EXERCISES TO COMPLETE -
• A. In the piece about the Saline City Council's proclamation, what month did the council recognize, and as what?
• B. Continue the piece about Saline's Pride Month proclamation, picking up after its final sentence.

Three weeks ago the Saline City Council unanimously passed a proclamation to recognize the month of June as LGBT Pride Month in Saline. LGBT stands for Lesbian, Gay, Bisexual and Transgender. I was at that meeting, and I was proud to see it pass. More about my opinion in a moment.
There has been a bit of blow back from the passing of this proclamation via letters to the editor and comments left on online news publications after reading about the story. I'd like to point out a couple of things that struck me while reading the opposing points of view. Before I do that, however, let me say that although I vehemently disagree with the opposing viewpoint, I am extremely grateful they have the right to speak and/or write it. What they have really done is bring about discussion on the topic at hand, and that is a wonderful way to bring awareness and move toward tolerance and mutual respect of our LGBT friends and neighbors.

Stored dataset items:
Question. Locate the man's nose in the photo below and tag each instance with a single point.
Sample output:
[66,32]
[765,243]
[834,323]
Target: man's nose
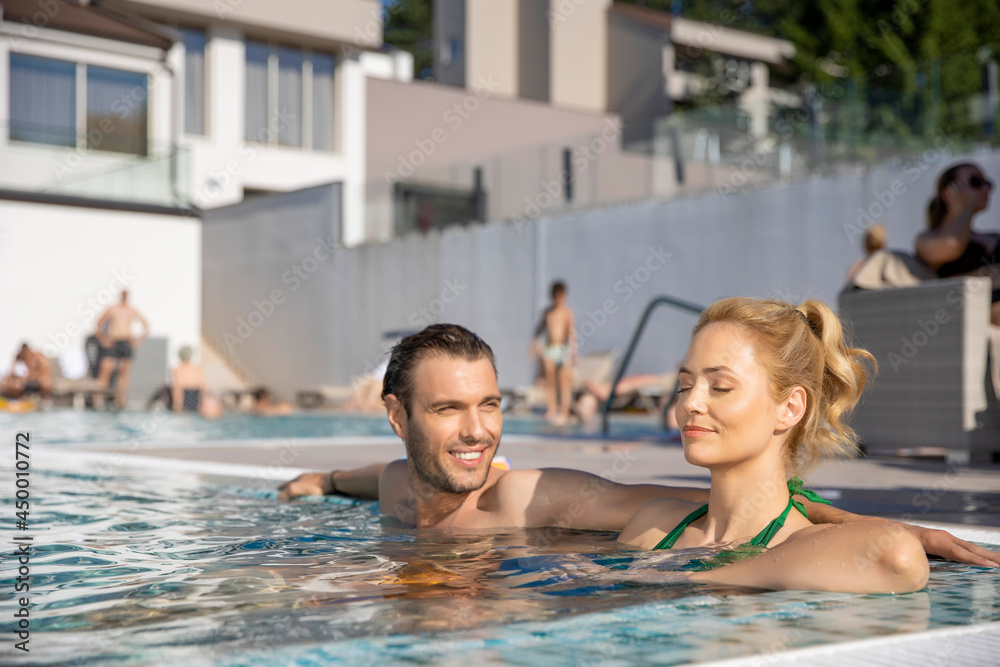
[473,425]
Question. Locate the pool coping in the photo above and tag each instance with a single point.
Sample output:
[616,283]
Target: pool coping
[963,646]
[960,645]
[250,472]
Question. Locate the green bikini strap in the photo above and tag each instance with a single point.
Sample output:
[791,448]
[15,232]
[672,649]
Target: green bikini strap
[765,536]
[795,489]
[668,541]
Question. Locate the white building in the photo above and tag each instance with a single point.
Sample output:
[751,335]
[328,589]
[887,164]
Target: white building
[120,120]
[605,57]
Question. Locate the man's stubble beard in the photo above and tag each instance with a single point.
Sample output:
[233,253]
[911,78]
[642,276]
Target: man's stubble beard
[430,473]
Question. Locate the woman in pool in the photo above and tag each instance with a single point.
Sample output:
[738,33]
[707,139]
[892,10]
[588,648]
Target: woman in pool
[763,390]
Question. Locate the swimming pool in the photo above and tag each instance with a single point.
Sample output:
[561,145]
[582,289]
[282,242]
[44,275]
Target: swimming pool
[70,426]
[159,567]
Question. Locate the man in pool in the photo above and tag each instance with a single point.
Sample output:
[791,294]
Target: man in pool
[443,401]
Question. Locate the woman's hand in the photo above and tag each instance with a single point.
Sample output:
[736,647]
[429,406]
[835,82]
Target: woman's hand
[945,545]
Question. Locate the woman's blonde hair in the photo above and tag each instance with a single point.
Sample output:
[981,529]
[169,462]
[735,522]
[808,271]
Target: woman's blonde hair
[803,347]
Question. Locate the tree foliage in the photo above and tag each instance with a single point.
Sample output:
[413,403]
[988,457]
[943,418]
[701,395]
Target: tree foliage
[409,25]
[915,64]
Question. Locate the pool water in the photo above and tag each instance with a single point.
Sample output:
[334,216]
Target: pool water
[69,426]
[173,568]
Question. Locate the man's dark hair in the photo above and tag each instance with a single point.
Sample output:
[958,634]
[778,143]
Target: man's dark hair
[449,340]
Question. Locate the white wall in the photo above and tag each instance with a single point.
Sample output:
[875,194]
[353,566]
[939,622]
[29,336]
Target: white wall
[62,265]
[791,241]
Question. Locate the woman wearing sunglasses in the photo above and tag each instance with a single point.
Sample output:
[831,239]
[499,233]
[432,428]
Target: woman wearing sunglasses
[950,245]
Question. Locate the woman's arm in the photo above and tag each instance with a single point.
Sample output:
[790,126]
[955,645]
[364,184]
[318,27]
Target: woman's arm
[935,542]
[857,557]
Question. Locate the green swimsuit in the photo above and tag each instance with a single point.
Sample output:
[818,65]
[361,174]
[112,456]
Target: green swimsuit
[754,546]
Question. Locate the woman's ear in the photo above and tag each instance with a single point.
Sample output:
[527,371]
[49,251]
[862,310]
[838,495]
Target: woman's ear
[792,409]
[396,414]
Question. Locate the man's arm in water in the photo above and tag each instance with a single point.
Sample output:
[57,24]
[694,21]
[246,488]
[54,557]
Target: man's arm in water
[357,483]
[591,502]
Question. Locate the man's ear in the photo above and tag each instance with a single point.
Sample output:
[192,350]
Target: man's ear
[792,409]
[397,415]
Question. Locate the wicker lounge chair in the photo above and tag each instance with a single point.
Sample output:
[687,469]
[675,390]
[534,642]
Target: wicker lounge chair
[939,367]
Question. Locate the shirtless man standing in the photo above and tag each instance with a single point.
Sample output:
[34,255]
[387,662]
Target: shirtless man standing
[114,333]
[442,400]
[558,354]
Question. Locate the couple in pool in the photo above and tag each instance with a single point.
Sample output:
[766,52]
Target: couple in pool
[764,389]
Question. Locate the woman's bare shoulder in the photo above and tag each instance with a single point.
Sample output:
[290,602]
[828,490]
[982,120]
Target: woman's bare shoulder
[653,521]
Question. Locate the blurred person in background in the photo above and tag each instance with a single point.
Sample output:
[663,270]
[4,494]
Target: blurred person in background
[114,333]
[950,246]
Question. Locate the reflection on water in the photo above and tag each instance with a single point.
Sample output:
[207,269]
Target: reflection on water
[170,569]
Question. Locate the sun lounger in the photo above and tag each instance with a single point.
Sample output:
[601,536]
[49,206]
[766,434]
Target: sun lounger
[939,367]
[77,391]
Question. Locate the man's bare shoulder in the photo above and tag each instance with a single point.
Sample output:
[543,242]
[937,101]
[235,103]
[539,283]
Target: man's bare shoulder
[522,483]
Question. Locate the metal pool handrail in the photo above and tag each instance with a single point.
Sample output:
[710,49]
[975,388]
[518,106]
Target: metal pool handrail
[627,357]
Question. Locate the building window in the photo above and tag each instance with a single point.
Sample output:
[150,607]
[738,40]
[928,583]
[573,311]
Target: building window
[289,97]
[290,119]
[44,110]
[322,93]
[451,51]
[194,80]
[257,103]
[42,100]
[116,110]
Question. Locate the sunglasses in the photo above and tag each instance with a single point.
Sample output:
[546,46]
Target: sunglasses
[977,183]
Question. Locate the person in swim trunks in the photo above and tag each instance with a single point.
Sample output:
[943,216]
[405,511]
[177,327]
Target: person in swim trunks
[443,401]
[950,245]
[762,390]
[557,354]
[114,333]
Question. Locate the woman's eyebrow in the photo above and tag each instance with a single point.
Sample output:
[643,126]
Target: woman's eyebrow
[708,371]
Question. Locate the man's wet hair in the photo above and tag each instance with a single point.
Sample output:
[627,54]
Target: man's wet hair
[449,340]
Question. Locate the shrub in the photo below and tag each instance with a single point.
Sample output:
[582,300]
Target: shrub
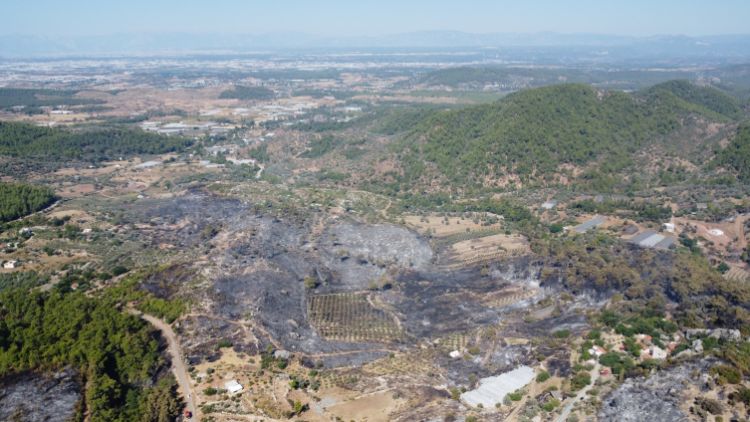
[543,376]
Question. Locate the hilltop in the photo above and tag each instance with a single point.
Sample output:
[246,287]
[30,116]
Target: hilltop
[536,134]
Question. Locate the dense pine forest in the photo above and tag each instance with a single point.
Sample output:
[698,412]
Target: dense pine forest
[17,200]
[28,141]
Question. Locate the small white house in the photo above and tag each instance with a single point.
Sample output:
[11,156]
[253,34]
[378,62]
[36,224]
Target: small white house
[549,205]
[233,386]
[657,352]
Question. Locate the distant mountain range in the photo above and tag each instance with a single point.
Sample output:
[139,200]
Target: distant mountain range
[12,46]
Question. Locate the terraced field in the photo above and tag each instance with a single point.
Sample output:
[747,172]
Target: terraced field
[351,317]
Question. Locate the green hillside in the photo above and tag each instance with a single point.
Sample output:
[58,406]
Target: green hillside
[736,155]
[30,141]
[708,97]
[18,199]
[532,132]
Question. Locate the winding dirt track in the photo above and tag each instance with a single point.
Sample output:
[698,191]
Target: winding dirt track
[178,366]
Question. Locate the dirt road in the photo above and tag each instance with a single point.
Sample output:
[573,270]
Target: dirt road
[580,396]
[178,366]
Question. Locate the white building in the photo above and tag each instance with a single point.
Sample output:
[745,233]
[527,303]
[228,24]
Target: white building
[233,386]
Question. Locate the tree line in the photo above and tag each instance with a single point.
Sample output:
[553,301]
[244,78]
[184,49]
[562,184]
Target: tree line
[20,199]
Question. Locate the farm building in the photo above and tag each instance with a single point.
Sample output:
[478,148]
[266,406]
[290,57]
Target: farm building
[651,239]
[591,224]
[233,386]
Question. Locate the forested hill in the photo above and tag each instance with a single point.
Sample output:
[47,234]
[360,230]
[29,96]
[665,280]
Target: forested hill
[533,132]
[710,98]
[18,200]
[29,141]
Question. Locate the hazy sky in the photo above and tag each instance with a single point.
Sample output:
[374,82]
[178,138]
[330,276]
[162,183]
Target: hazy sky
[365,17]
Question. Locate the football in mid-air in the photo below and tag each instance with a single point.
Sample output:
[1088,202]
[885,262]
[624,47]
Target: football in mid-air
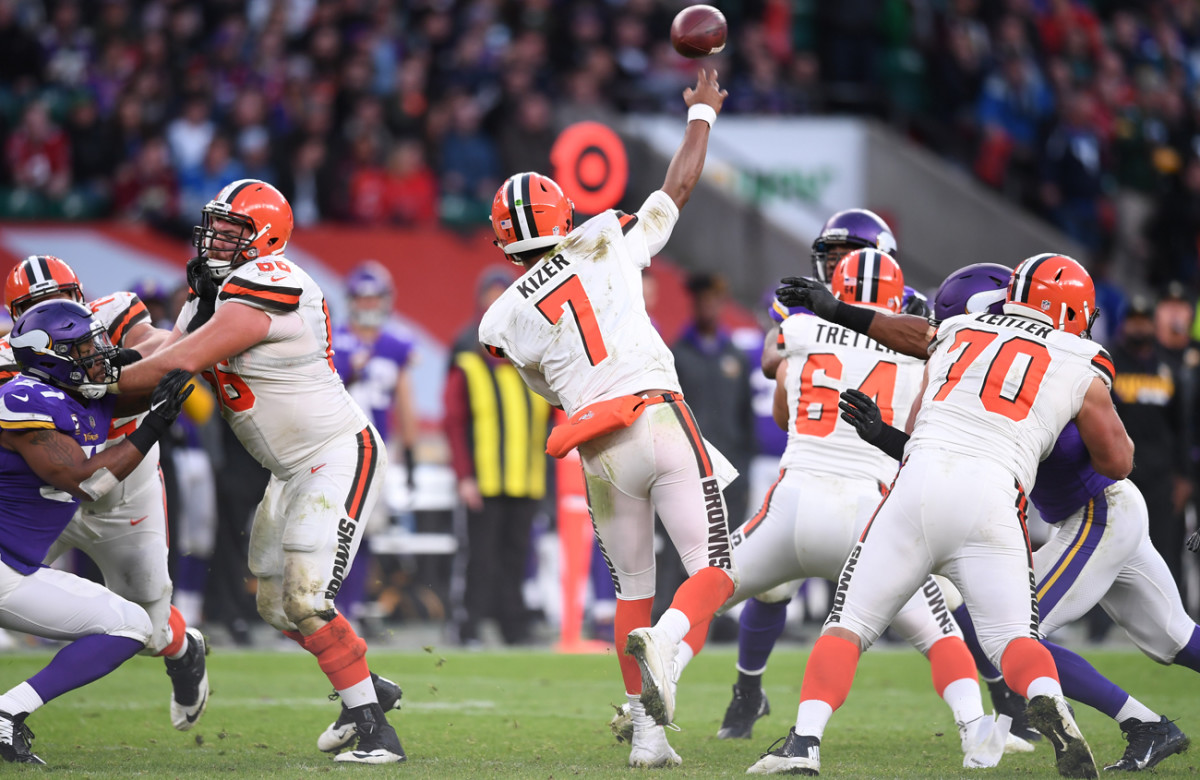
[699,31]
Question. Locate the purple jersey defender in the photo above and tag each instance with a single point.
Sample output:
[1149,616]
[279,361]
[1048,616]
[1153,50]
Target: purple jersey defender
[33,514]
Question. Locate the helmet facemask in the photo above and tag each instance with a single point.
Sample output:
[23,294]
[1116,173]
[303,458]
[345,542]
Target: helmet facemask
[204,234]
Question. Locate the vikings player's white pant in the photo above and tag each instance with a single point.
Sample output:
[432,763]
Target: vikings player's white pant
[125,534]
[309,528]
[807,527]
[960,517]
[659,463]
[1103,555]
[59,605]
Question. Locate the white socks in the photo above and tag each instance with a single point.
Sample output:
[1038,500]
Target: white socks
[1044,687]
[963,697]
[1133,708]
[22,699]
[359,694]
[811,718]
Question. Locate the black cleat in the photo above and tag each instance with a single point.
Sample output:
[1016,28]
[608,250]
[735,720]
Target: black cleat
[189,682]
[378,742]
[342,731]
[748,706]
[1149,744]
[797,755]
[16,741]
[1008,702]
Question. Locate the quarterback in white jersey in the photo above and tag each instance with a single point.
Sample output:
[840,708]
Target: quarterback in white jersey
[258,328]
[999,390]
[125,531]
[829,484]
[575,327]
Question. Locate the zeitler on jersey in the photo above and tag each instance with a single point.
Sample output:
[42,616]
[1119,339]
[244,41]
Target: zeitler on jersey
[576,329]
[1008,389]
[1101,555]
[125,531]
[49,462]
[258,327]
[829,483]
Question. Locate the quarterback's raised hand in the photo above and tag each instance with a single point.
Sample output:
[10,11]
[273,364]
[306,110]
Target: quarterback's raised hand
[808,293]
[707,91]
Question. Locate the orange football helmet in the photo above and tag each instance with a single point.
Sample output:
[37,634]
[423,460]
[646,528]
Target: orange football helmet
[531,213]
[261,211]
[1055,289]
[37,277]
[869,277]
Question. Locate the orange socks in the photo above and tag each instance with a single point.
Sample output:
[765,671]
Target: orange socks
[340,652]
[631,615]
[1024,661]
[178,634]
[951,660]
[702,594]
[831,671]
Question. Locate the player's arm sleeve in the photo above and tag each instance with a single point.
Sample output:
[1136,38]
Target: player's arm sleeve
[277,299]
[127,311]
[653,222]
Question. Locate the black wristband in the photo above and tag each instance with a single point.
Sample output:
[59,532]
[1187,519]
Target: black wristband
[892,442]
[148,433]
[857,318]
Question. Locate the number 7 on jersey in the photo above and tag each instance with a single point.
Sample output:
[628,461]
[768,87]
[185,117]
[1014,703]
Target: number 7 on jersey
[571,295]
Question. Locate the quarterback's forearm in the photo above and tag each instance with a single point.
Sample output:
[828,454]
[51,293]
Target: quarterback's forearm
[688,163]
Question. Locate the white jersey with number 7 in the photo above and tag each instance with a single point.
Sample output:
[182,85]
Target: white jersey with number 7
[575,324]
[1003,387]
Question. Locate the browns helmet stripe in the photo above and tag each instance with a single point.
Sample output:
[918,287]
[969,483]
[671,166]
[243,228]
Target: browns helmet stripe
[1021,281]
[527,205]
[232,190]
[510,198]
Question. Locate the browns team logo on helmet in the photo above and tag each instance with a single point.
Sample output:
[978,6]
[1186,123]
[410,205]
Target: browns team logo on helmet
[37,277]
[531,213]
[261,215]
[1055,289]
[869,277]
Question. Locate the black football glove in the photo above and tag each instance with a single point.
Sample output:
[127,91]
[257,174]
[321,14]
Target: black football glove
[166,403]
[205,288]
[125,357]
[863,413]
[859,411]
[810,294]
[199,279]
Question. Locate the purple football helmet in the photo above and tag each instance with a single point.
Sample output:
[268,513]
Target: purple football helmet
[972,291]
[370,280]
[60,341]
[844,233]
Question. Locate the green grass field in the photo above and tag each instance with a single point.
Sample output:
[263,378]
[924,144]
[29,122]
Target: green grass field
[535,715]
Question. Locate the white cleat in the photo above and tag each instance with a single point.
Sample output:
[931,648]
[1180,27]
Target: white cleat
[1053,718]
[797,755]
[983,741]
[652,750]
[655,658]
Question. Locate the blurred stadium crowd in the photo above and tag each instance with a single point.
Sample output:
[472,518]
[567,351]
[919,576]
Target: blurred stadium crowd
[411,112]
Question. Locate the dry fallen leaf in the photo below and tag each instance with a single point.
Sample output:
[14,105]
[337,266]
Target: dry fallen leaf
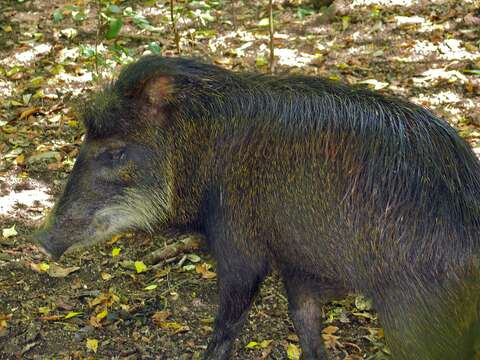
[58,271]
[160,316]
[203,270]
[172,326]
[92,345]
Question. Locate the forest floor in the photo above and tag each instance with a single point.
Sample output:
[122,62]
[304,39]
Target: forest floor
[102,302]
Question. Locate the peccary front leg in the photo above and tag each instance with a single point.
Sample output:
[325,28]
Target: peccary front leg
[304,299]
[239,278]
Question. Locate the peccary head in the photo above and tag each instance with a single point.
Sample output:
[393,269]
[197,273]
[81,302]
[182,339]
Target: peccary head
[123,176]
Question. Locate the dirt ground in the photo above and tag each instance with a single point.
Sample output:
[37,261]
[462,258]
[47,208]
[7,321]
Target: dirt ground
[104,302]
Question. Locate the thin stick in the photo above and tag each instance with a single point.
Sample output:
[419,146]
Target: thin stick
[270,21]
[174,28]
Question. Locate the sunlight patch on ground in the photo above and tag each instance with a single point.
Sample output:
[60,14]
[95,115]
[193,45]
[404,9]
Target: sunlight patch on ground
[6,88]
[432,76]
[384,2]
[292,57]
[449,49]
[27,56]
[37,198]
[441,98]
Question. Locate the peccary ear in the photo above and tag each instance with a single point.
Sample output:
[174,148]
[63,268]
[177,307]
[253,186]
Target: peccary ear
[156,90]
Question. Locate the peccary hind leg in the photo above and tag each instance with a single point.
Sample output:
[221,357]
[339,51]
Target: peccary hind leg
[305,297]
[239,278]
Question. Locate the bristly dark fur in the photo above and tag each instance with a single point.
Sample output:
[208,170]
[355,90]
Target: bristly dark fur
[336,187]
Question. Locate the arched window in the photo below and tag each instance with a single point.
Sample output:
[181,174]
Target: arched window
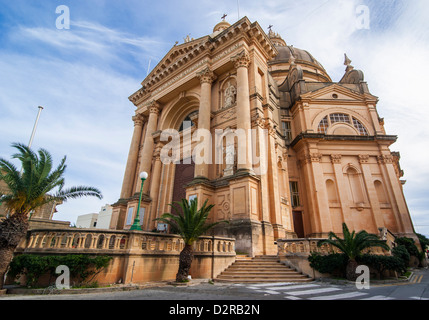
[359,126]
[187,123]
[332,191]
[355,185]
[333,118]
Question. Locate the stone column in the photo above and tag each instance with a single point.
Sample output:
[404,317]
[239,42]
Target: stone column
[241,63]
[130,169]
[400,207]
[154,191]
[147,151]
[372,193]
[206,79]
[341,188]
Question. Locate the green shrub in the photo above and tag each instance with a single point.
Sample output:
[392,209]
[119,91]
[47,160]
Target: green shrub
[333,263]
[402,253]
[83,268]
[381,263]
[409,244]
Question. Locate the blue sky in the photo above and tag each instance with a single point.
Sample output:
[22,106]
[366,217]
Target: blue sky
[83,76]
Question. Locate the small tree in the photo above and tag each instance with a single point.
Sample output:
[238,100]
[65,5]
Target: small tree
[28,190]
[352,245]
[190,223]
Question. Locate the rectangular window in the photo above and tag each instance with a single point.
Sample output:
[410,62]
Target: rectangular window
[287,131]
[294,194]
[323,125]
[339,117]
[130,215]
[141,215]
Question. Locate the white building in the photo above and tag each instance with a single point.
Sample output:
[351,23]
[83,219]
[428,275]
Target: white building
[99,220]
[87,220]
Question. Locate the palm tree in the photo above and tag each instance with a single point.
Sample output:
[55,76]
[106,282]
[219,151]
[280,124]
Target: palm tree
[36,184]
[352,245]
[190,223]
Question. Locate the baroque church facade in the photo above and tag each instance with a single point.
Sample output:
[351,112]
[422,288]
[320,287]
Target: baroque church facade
[326,156]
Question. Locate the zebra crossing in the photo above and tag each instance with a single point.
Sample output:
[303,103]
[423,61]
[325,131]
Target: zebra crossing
[313,291]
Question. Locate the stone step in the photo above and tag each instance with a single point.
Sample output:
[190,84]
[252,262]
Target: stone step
[274,280]
[247,272]
[261,276]
[261,269]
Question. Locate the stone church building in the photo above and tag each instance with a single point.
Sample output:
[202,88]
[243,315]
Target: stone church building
[324,156]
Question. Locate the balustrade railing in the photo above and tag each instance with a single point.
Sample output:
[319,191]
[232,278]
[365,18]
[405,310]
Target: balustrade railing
[120,241]
[310,245]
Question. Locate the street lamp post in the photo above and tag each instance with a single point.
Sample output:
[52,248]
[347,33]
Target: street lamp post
[136,224]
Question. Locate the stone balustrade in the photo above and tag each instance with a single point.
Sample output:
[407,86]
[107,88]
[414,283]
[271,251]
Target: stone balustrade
[138,256]
[309,245]
[96,240]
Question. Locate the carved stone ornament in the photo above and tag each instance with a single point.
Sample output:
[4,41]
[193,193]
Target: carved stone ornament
[363,158]
[206,75]
[154,107]
[336,158]
[230,95]
[242,59]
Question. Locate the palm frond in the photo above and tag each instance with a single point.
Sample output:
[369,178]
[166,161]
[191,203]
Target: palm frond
[188,220]
[37,183]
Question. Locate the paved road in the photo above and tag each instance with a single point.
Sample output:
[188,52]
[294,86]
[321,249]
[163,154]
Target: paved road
[417,288]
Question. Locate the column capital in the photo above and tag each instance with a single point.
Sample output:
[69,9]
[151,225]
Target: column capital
[154,107]
[139,119]
[335,158]
[241,59]
[363,158]
[206,75]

FINAL RESULTS -
• A. June, as LGBT Pride Month in Saline.

• B.
One woman wrote a letter to the editor in the Saline Reporter. She quoted Dr. Martin Luther King Jr. saying, "Our lives begin to end the day we become silent about things that matter." Indeed. Does this woman not think it works the same for the other side? Since we are quoting the great Dr. King here, how about "A right delayed is a right denied," or "An individual has not started living until he can rise above the narrow confines of his individualistic concerns to the broader concerns of all humanity"? These too were said by MLK.
The same woman went on to list some things she thought mattered to a society and community. She said,"The United States is a 'representative republic' and therefore we expect our elected officials to actually represent the majority of the people who elected them; not allow outside organizations influence their decisions to govern." She mentioned "only 2% actually identifies with such a group". Really? Because a national poll taken on the week of May 5, 2011 showed that 53% of Americans support gay marriage, which is even more progressive than recognizing a group of people one month out of the year. As far as "outside organizations" go, let me point out that the proclamation was brought about by members of Saline Council, and supported by all of Saline council, and encouraged by a Saline group called Et al.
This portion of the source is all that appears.